● **Task instructions**
Filter these entries so that only lines with the word "Prompts" remain.

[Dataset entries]

◇ ◇ ◇

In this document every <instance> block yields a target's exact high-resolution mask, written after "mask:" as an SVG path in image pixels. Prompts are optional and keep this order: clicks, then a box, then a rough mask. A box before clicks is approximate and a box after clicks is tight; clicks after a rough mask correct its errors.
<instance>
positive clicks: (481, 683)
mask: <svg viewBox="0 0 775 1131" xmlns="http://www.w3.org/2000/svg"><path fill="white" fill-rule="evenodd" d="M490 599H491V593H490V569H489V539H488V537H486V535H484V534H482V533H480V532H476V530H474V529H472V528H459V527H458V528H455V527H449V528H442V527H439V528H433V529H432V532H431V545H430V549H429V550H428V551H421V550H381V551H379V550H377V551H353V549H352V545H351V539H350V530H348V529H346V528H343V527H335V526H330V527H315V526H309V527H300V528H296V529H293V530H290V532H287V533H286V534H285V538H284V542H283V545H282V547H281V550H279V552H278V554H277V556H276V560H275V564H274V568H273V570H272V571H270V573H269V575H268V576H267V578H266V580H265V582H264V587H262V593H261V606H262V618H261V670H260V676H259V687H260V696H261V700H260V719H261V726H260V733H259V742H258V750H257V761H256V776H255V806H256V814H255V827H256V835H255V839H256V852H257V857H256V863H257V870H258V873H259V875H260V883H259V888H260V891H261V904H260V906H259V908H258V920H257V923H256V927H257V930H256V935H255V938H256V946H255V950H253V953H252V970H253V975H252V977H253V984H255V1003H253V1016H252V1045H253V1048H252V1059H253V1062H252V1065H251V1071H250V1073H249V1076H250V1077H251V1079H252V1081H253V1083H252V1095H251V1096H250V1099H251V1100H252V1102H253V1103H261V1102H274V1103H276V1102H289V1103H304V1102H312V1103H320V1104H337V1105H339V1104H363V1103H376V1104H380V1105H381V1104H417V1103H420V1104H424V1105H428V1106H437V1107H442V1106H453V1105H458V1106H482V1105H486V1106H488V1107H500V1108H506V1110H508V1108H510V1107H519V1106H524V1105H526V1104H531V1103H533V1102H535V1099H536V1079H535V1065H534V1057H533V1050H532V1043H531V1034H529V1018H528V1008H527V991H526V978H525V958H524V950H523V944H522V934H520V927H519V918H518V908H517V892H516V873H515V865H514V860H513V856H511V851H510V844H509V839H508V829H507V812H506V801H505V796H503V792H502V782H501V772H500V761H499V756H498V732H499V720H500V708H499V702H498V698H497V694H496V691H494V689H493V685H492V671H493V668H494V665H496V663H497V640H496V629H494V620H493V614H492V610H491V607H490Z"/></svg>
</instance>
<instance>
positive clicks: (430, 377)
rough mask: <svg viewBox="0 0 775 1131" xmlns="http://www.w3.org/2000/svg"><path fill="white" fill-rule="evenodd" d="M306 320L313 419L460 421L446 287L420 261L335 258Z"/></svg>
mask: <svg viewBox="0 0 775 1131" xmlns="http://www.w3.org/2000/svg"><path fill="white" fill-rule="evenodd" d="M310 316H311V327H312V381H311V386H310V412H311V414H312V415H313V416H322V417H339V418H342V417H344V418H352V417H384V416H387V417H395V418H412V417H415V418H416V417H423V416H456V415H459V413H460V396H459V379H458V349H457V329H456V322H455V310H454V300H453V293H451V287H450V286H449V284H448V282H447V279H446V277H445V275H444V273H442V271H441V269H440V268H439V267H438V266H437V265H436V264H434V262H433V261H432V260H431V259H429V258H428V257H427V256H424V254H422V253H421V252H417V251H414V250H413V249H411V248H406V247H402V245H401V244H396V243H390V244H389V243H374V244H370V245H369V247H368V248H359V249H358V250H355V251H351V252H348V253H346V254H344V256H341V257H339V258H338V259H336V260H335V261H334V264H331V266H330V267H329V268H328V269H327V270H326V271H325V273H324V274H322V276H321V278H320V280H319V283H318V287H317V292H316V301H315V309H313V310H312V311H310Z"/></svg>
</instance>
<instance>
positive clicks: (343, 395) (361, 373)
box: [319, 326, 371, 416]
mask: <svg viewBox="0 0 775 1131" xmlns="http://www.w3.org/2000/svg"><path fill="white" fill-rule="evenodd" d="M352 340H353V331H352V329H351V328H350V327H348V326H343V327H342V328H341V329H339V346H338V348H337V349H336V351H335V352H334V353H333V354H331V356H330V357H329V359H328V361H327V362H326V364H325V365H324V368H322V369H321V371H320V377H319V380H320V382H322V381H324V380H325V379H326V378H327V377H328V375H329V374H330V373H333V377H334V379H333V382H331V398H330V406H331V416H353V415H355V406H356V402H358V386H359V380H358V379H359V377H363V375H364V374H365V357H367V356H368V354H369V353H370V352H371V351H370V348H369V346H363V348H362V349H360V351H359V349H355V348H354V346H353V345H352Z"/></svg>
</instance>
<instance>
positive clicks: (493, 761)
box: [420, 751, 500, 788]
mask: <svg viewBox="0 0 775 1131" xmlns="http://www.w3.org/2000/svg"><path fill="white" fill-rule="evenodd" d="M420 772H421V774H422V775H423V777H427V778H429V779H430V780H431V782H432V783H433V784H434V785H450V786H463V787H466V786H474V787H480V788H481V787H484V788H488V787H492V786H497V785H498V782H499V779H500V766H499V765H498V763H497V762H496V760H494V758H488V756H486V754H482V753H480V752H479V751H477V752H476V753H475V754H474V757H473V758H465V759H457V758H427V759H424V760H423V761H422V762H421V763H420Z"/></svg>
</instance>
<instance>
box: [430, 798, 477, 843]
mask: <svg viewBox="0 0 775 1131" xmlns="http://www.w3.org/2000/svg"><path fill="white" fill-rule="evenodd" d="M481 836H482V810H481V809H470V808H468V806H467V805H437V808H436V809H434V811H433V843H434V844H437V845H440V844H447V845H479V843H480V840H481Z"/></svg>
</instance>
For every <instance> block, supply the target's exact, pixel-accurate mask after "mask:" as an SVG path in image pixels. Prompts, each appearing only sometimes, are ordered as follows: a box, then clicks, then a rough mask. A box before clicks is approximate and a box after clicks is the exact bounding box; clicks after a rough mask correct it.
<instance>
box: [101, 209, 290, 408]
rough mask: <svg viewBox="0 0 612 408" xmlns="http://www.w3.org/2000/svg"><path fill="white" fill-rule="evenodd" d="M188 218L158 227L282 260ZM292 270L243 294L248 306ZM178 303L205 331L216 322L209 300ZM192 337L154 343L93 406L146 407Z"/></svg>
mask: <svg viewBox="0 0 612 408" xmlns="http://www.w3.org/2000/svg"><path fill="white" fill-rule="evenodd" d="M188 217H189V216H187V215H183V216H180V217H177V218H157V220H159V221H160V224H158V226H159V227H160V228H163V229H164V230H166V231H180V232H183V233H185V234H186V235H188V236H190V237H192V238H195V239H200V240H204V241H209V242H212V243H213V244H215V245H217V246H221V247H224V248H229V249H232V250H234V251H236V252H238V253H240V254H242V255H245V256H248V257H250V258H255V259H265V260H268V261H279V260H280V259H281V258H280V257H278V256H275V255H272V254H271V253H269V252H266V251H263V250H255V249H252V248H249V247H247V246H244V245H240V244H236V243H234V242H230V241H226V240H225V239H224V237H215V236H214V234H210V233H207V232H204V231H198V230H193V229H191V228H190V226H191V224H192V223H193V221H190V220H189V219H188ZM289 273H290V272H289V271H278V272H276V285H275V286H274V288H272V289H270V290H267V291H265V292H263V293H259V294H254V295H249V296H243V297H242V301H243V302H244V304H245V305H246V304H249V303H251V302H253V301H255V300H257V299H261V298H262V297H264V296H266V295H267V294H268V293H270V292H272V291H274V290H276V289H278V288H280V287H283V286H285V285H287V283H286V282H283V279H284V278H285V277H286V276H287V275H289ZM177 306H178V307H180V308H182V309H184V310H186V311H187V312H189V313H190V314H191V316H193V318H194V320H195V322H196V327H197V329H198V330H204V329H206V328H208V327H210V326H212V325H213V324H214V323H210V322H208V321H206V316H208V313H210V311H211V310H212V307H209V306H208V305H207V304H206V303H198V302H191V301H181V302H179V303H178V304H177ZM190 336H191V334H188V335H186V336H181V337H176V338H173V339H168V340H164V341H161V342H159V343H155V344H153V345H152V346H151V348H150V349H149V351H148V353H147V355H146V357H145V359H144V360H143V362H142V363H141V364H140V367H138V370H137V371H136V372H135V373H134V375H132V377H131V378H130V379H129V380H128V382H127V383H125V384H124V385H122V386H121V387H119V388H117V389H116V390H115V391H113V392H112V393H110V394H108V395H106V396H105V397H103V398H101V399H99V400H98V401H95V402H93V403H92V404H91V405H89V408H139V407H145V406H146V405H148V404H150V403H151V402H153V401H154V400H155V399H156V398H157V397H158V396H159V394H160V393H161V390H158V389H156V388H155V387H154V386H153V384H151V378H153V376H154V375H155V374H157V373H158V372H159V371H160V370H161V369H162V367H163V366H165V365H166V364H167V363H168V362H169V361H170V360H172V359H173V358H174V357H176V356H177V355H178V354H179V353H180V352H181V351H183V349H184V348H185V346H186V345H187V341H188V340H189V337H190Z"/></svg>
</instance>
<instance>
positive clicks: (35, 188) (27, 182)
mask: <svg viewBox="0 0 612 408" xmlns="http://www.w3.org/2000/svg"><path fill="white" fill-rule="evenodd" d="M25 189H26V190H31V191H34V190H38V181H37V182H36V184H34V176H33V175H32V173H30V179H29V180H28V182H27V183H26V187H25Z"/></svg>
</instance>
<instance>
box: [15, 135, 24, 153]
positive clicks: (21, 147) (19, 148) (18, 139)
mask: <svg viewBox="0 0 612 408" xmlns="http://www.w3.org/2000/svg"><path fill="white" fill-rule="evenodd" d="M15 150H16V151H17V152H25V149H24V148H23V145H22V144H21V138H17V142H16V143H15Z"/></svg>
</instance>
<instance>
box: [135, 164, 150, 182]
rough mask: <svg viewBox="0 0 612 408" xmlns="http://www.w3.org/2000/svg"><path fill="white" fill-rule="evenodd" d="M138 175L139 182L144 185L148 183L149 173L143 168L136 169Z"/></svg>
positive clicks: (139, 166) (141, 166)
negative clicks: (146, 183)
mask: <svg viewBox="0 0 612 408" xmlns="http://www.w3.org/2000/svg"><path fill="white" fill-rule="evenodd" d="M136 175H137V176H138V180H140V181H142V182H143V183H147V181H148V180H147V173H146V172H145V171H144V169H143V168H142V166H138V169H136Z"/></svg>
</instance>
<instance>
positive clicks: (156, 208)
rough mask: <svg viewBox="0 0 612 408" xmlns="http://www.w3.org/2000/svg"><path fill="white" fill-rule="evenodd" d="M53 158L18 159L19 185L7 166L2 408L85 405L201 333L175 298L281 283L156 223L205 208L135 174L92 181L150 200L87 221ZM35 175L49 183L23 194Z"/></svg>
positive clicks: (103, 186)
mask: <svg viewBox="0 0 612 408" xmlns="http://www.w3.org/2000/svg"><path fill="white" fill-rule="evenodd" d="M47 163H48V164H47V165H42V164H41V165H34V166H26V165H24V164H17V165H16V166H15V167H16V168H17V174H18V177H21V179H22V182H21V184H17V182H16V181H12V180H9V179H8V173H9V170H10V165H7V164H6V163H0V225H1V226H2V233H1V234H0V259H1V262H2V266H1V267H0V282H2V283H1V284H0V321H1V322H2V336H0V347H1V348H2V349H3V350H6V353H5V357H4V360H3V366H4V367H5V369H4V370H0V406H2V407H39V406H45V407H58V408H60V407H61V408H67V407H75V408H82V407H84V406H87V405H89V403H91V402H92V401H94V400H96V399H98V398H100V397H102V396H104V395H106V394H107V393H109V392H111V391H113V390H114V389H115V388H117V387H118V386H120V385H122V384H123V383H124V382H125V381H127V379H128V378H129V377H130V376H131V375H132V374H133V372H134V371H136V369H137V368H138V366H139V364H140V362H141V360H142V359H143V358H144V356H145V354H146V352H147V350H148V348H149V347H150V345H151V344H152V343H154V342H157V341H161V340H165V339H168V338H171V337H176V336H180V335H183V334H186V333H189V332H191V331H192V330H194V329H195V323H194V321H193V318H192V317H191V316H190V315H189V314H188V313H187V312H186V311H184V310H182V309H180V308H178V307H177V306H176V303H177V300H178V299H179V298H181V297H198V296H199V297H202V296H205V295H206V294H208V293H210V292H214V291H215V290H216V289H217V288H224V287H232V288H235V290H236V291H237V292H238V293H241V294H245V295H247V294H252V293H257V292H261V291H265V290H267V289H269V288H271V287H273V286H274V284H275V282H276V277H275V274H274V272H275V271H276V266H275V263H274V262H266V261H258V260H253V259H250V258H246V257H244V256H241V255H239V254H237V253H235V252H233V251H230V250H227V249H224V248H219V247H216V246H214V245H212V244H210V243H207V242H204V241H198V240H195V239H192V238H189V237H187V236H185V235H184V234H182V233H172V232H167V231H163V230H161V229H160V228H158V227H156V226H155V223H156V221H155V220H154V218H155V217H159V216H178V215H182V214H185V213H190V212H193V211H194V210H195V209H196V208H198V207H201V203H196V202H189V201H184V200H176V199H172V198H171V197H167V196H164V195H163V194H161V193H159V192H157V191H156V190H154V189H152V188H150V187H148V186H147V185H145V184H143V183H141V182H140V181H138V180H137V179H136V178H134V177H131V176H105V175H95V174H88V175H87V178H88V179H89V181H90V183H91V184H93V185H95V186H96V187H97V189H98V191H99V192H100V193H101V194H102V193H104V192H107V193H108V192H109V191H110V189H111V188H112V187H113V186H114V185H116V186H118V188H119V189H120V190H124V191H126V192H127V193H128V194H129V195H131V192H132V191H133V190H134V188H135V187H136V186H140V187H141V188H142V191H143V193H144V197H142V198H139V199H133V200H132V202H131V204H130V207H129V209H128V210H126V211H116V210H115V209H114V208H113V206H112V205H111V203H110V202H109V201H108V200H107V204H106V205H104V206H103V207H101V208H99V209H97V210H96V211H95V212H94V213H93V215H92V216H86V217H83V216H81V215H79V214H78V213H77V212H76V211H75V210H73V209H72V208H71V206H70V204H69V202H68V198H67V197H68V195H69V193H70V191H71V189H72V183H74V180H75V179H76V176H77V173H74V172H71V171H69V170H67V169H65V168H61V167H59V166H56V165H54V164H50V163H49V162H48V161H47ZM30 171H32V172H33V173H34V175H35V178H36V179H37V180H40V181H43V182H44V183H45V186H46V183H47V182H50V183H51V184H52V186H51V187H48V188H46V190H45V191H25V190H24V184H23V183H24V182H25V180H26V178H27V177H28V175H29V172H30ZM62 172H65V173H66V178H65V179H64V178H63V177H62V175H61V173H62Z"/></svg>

◇ ◇ ◇

● **Completed exercise**
In this document every <instance> block yields a target's exact high-resolution mask, written after "mask:" as an SVG path in image pixels. Prompts are optional and keep this order: clicks, then a box, then a rough mask. A box before clicks is approximate and a box after clicks is tight; clicks after a rough mask correct its errors.
For every <instance> block, supply the target's exact, pixel-accurate mask after "mask:" as an SVG path in image pixels. Prompts, each appearing only sometimes, are ordered as follows: a box, then clicks, then a rough mask. A box before clicks is approximate and a box after clicks is the exact bounding box; clicks after a rough mask correct it.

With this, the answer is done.